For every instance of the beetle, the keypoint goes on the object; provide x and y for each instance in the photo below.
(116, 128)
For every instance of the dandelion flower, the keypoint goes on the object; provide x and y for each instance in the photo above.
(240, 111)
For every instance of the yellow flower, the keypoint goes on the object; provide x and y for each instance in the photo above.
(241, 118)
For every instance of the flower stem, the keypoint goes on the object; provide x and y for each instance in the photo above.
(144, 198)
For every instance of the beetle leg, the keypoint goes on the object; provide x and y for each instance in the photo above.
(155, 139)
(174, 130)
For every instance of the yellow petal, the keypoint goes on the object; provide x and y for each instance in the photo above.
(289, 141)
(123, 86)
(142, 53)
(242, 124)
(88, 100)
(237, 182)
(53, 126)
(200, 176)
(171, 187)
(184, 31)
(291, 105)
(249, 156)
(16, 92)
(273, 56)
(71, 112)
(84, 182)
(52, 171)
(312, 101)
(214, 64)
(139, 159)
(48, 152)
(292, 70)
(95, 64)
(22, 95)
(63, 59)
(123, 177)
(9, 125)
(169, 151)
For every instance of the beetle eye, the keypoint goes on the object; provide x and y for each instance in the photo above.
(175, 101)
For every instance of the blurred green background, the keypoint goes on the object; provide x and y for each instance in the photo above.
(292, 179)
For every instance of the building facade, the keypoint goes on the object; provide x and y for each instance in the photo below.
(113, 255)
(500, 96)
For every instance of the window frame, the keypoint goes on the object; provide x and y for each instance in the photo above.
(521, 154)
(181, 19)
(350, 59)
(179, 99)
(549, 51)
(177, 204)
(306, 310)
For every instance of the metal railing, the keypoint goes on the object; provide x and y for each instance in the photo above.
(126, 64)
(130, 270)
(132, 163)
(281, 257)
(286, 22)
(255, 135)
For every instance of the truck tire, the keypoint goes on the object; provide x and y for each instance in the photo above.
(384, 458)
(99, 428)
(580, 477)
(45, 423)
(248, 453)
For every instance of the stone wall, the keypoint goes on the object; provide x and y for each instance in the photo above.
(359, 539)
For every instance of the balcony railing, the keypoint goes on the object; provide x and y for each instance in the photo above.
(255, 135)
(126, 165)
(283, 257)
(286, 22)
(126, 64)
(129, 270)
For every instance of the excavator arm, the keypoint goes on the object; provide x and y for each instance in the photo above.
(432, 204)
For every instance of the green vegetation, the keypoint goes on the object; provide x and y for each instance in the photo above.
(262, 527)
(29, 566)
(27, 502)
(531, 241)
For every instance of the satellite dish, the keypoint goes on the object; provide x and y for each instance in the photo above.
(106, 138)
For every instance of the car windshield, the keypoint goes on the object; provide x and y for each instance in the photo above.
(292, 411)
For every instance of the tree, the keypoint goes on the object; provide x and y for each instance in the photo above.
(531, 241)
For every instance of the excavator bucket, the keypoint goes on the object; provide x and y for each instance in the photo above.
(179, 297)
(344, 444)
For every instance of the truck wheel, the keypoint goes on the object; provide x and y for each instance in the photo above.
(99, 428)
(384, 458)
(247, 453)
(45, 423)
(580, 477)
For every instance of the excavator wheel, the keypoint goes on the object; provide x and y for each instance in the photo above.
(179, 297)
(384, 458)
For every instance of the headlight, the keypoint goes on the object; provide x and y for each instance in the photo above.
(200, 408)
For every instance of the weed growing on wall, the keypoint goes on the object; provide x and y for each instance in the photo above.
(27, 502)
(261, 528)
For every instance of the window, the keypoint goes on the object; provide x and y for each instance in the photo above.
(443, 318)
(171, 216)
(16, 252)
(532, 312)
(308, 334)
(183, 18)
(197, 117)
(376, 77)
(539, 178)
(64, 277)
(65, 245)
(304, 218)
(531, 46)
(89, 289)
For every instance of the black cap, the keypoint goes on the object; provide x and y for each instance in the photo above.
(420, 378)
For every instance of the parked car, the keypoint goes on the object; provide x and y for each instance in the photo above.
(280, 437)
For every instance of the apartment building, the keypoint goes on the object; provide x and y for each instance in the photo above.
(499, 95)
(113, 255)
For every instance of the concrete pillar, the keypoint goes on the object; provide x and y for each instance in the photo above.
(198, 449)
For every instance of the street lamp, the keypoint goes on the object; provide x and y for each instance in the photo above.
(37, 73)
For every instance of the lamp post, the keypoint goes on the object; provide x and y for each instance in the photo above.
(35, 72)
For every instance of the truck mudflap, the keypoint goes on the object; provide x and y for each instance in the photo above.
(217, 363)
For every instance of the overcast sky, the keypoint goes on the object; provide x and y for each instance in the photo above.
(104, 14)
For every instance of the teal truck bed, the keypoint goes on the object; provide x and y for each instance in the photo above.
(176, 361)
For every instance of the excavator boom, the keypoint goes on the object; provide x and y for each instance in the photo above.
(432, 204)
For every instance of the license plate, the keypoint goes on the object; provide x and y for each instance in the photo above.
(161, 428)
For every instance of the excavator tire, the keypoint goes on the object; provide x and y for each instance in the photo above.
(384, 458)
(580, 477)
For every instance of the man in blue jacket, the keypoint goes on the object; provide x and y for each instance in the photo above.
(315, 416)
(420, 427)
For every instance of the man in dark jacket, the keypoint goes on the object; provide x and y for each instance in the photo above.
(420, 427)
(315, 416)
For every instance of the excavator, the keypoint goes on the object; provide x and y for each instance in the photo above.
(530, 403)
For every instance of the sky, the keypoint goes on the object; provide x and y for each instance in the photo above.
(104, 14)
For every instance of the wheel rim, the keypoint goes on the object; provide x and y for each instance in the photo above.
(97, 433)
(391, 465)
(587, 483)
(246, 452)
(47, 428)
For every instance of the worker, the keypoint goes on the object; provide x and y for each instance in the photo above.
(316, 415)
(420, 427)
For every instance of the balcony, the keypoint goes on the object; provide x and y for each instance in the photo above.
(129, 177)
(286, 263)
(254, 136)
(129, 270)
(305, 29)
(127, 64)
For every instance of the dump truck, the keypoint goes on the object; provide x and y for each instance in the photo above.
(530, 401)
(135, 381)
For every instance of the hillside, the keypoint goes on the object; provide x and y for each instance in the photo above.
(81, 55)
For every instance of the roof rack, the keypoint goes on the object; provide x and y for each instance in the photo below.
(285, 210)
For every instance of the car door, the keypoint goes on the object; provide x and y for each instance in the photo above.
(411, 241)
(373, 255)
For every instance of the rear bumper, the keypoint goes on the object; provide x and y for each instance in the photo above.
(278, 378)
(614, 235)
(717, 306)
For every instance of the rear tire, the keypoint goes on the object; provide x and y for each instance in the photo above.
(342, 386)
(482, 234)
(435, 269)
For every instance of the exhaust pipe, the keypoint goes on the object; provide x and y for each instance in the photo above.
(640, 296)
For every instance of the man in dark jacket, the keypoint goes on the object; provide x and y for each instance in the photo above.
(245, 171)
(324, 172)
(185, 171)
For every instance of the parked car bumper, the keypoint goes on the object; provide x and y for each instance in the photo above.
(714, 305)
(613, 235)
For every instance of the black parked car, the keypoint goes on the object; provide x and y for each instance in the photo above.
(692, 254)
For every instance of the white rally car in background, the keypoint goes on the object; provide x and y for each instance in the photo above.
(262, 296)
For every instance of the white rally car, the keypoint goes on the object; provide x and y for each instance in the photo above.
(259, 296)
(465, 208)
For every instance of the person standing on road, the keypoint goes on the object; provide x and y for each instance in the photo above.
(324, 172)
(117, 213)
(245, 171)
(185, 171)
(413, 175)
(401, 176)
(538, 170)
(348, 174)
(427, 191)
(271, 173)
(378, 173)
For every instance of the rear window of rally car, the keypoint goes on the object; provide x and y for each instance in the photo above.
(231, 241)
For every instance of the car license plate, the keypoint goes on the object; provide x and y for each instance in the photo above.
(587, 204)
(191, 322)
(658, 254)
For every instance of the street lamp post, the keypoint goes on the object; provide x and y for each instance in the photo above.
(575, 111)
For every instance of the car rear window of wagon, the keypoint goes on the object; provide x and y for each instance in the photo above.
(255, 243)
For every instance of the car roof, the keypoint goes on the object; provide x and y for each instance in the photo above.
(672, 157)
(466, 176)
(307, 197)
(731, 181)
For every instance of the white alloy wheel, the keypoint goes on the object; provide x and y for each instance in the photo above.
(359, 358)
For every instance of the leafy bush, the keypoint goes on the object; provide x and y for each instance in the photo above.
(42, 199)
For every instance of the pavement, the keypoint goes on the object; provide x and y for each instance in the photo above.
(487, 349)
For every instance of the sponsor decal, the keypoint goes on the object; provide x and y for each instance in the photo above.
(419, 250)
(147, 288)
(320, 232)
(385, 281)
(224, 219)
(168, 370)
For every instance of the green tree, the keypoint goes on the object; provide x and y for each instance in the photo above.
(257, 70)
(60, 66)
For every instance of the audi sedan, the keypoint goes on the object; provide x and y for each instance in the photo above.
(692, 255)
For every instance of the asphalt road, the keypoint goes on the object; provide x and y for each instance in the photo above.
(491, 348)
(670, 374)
━━━
EXERCISE INSTRUCTIONS
Take every line from the one containing "For every instance of the white alloy" to the end of the listing and output it exactly, with nothing else.

OUTPUT
For every instance of the white alloy wheel, the keypoint goes on the object; provide x and y for each instance in the photo above.
(359, 358)
For every instance of the leafy bush, the keypoint goes on the object; provide x and y for each instance in the photo above.
(42, 199)
For every instance of the pavement, the keypoint goes on the object; provide x and y for each instance in the photo above.
(487, 349)
For every instance of the sponsor decal, the keypoint goes on the object; provide x and y for each instance in the photo above.
(419, 250)
(147, 288)
(320, 232)
(385, 281)
(224, 219)
(168, 370)
For every instance of the green tree, the keypoint goes on the object; provide x and y for each instance in the photo above.
(257, 70)
(60, 66)
For every instance of the audi sedan, the keypoint goes on the object; provide x and y for each instance in the photo above.
(692, 255)
For every instance of the asphalt road, the keypoint goes on the object; provide x and y for each instance in the photo above.
(491, 348)
(670, 374)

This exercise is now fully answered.